Python Flask Pytest Docker GitHub License GitHub Actions Workflow Status Codecov

A service that allows Cursor to use Azure GPT-5 deployments by:

  • Adapting incoming Cursor completions API requests to the Responses API
  • Forwarding the requests to Azure
  • Adapting outgoing Azure Responses API streams into completions API streams

This project originates from Cursor's lack of support for Azure models that are only served through the Responses API. It will hopefully become obsolete as Cursor continues to improve its model support.

Warning

You still need an active paid Cursor subscription to be able to use this project.

Important

Azure now supports the Completions API for the models gpt-5, gpt-5-mini, and gpt-5-nano.

They can now be used directly in Cursor, but without the ability to change the Reasoning Effort / Verbosity / Summary Level. To do so, you can still use this project.

The models gpt-5-pro and gpt-5-codex remain available only through the Responses API, but work great with this project (see list of specific model limitations in the next section).

Supported Models

The entire gpt-5 series is supported, although some models have some limitations on the reasoning effort / verbosity / truncation / summary values they accept:

Variable Value 5.2 5.2-chat 5.1 5.1-codex 5.1-codex-mini 5.1-codex-max 5 5-nano 5-mini 5-pro 5-codex
Reasoning minimal
low
medium
high
Verbosity low
medium
high
Truncation auto
disabled
Summary auto
detailed
concise

(This matrix is automatically generated, and updated after every new model release.)

Feature highlights

  • Switching between high/medium/low/minimal reasoning effort levels by selecting different models in Cursor.
  • Configuring different reasoning summary levels (auto, detailed, concise).
  • Displaying reasoning summaries in Cursor natively, like any other reasoning model.
  • Production-ready, so you can share the service among different users in an organization.
  • When running from a terminal, rich logging of the model's context on every request, including Markdown rendering, syntax highlighting, tool calls/outputs, and more.

Feel free to create or vote on any project issues, and star the project to show your support.

Exercise tasks:
1. According to the project description, which two models remain available only through the Responses API?
2. Duplicate the part of the project description that begins at the words "This project originates" and stops after "its model support.".

Supplied information:
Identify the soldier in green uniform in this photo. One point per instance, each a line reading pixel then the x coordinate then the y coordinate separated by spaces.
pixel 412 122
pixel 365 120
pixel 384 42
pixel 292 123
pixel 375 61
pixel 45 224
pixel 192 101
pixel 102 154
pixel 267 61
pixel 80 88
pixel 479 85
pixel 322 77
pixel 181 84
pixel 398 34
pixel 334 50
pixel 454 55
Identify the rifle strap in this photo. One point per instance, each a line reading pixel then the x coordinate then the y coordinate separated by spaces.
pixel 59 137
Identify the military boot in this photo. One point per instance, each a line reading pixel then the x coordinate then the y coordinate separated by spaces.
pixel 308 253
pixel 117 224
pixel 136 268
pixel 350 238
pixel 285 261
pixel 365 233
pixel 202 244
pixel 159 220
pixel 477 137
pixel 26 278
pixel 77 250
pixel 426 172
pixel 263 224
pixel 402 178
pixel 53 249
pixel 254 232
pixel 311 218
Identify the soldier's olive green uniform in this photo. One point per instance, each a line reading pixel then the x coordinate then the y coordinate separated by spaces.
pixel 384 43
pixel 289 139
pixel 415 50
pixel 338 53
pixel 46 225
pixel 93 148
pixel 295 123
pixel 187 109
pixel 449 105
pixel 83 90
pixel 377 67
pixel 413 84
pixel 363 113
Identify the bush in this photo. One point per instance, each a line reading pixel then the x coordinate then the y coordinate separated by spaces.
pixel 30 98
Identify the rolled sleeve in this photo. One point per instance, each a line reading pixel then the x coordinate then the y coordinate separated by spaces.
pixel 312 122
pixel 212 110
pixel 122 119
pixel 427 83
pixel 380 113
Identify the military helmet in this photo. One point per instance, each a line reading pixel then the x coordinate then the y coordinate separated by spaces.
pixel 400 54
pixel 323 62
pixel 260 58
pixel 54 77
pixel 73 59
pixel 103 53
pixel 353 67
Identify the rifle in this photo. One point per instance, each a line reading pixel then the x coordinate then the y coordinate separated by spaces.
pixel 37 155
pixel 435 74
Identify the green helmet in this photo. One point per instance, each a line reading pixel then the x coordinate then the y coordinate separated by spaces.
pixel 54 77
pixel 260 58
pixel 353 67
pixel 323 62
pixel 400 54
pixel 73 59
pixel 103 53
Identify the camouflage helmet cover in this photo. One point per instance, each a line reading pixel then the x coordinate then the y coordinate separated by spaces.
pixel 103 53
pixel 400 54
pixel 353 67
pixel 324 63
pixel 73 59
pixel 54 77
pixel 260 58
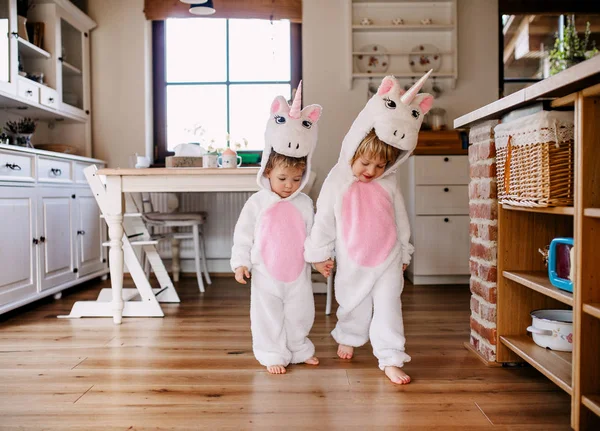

Exercise results:
1. gpt-5-pro and gpt-5-codex

2.
This project originates from Cursor's lack of support for Azure models that are only served through the Responses API. It will hopefully become obsolete as Cursor continues to improve its model support.